Texto de lectura:

------

La ley divina, objeto del amor apasionado del Salmista y de todo creyente, es fuente de vida. El anhelo de comprenderla, de observarla, de orientar hacia ella todo su propio ser es la característica del hombre justo y fiel al Señor, que la «medita día y noche», come reza el Salmo 1 (v. 2). La ley de Dios es una ley que se debe conservar en el corazón come dice el célebre texto del Shemá en el Deuteronomio:

Escucha, Israel … Estos preceptos que yo te doy, grábalos en tu corazón. Incúlcalos en tus hijos, háblales de ellos cuando estés en tu casa, cuando vayas de viaje, al acostarte y al levantarte. (6,4.6-7).

Centro de la existencia, la Ley de Dios requiere la escucha del corazón, una escucha hecha de obediencia no servil, sino filial, confiada, consciente. La escucha de la Palabra es encuentro personal con el Señor de la vida, un encuentro que se debe traducir en opciones concretas y que debe llegar a ser camino y seguimiento. Cuando se le pregunta qué hay que hacer para alcanzar la vida eterna, Jesús señala el camino de la observancia de la Ley, pero indicando cómo hacer para llevarla a su cumplimiento: « «Sólo te falta una cosa: ve, vende lo que tienes y dalo a los pobres; así tendrás un tesoro en el cielo. Después, ven y sígueme». (Mc 10,21 e par.). El cumplimiento de la Ley es seguir a Jesús, ir por el camino de Jesús, en compañía de Jesús.


El Salmo 119 nos conduce por lo tanto al encuentro con el Señor y nos orienta hacia el Evangelio. Hay en él un versículo en el que ahora querría detenerme: es el v. 57:”El Señor es mi herencia: yo he decidido cumplir tus palabras”. También en otros salmos el orante afirma que el Señor es su “parte”, su herencia: “El Señor es mi parte de herencia y mi cáliz”, reza el Salmo 16 (v. 5a), “Dios es la roca de mi corazón, mi parte para siempre” es la proclamación del fiel en el Salmo 73 (v. 23b), y aún más, en el Salmo 142 el salmista grita al Señor: “Tú eres mi refugio, tu eres mi herencia en la tierra de los vivos” (v. 6b). Este término “parte” evoca el evento de la repartición de la tierra prometida entre las tribus de Israel, cuando a los levitas no se les asigna parte alguna del territorio, porque su “parte” era el Señor mismo. Dos textos del Pentateuco son explícitos al respecto utilizando el término en cuestión: «El Señor dijo a Aarón: ‘Tú no tendrás herencia alguna en su tierra y no habrá una parte para ti entre la suya: Yo soy tu parte y tu herencia entre los israelitas’», está escrito en el Libro de los Números (18,20), y el Deuteronomio subraya: “Por lo tanto Leví no tiene parte ni herencia con sus hermanos: el Señor es su herencia, como le había dicho el Señor, su Dios”.

------

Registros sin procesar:
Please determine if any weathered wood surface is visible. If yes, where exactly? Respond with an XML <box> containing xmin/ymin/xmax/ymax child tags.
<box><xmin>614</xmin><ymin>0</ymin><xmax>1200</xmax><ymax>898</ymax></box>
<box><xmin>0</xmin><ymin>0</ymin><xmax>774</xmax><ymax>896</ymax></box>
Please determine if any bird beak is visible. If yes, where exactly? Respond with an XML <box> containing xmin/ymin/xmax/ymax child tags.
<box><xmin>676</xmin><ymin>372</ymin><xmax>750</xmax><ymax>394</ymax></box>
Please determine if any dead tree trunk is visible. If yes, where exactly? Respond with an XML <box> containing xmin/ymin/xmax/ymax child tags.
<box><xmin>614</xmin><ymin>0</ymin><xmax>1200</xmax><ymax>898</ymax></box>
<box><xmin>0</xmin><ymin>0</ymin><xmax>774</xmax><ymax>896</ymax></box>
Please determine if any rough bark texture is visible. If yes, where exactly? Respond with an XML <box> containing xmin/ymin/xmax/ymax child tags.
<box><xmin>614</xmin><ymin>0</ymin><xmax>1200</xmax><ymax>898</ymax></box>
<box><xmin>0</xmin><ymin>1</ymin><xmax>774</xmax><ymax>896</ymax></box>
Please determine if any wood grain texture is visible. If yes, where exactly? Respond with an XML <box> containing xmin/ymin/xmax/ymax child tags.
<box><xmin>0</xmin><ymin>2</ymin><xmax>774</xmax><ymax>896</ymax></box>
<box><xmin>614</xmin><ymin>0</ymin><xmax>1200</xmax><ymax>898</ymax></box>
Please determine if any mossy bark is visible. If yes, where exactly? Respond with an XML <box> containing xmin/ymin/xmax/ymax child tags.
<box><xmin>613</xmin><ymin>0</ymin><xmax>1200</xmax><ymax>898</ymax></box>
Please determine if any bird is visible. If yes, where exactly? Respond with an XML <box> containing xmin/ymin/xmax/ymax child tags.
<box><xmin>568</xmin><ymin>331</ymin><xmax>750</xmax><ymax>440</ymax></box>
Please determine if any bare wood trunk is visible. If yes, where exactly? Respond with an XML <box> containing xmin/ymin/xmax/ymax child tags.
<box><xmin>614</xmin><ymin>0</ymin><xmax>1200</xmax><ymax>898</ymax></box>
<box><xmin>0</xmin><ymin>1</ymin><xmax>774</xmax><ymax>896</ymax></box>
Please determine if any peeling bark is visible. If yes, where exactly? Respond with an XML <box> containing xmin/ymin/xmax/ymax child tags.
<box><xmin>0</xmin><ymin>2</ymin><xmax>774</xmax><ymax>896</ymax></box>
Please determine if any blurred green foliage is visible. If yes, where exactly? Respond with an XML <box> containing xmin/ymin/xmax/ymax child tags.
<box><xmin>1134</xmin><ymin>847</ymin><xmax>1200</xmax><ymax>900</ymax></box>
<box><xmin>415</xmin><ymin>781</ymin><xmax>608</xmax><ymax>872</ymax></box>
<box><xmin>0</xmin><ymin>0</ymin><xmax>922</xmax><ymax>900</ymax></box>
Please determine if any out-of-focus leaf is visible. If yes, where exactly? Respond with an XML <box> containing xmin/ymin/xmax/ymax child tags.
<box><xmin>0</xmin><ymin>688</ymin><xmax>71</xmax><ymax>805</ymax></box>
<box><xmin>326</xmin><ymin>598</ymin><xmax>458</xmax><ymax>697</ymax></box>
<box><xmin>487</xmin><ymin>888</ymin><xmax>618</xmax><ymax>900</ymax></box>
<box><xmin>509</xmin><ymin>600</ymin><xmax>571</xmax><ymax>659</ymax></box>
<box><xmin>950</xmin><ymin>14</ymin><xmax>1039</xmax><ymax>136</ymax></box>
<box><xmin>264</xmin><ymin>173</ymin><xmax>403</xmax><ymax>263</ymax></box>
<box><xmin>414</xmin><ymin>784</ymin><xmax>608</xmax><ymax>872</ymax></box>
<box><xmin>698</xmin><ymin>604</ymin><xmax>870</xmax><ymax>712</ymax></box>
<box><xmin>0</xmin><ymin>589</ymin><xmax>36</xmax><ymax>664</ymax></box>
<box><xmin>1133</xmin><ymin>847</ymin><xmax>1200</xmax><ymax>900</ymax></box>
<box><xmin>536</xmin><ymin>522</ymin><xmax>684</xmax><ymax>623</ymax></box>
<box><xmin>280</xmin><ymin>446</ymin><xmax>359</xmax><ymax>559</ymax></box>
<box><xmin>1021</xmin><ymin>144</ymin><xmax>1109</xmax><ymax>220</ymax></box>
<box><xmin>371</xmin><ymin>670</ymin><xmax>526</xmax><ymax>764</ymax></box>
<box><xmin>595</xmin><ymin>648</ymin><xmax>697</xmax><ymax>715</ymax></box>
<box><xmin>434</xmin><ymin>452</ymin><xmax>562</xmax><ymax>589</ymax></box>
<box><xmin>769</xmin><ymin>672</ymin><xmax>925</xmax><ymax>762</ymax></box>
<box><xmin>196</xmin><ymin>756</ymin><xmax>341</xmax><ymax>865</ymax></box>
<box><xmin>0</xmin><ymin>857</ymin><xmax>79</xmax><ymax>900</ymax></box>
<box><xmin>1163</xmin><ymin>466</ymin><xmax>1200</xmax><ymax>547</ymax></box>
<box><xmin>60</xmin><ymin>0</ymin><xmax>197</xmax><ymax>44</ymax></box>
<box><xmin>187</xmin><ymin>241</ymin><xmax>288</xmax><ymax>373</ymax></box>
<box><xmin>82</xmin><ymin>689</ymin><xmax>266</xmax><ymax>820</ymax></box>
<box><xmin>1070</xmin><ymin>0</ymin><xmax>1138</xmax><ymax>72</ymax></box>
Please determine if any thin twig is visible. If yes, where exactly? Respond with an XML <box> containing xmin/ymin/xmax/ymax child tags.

------

Tareas propuestas:
[A] En el texto sobre la ley divina, ¿en qué versículo del Salmo 119 se detiene el autor?
[B] Por favor, copia el fragmento del texto sobre la ley divina entre "Centro de la" y "compañía de Jesús.", ambos incluidos, y cambia el nombre "Jesús" por "Cristo".
Los datos no tienen relación con el texto sobre la ley divina.

Soluciones por tarea:
[A] En el versículo 57.

[B]
Centro de la existencia, la Ley de Dios requiere la escucha del corazón, una escucha hecha de obediencia no servil, sino filial, confiada, consciente. La escucha de la Palabra es encuentro personal con el Señor de la vida, un encuentro que se debe traducir en opciones concretas y que debe llegar a ser camino y seguimiento. Cuando se le pregunta qué hay que hacer para alcanzar la vida eterna, Cristo señala el camino de la observancia de la Ley, pero indicando cómo hacer para llevarla a su cumplimiento: « «Sólo te falta una cosa: ve, vende lo que tienes y dalo a los pobres; así tendrás un tesoro en el cielo. Después, ven y sígueme». (Mc 10,21 e par.). El cumplimiento de la Ley es seguir a Cristo, ir por el camino de Cristo, en compañía de Cristo.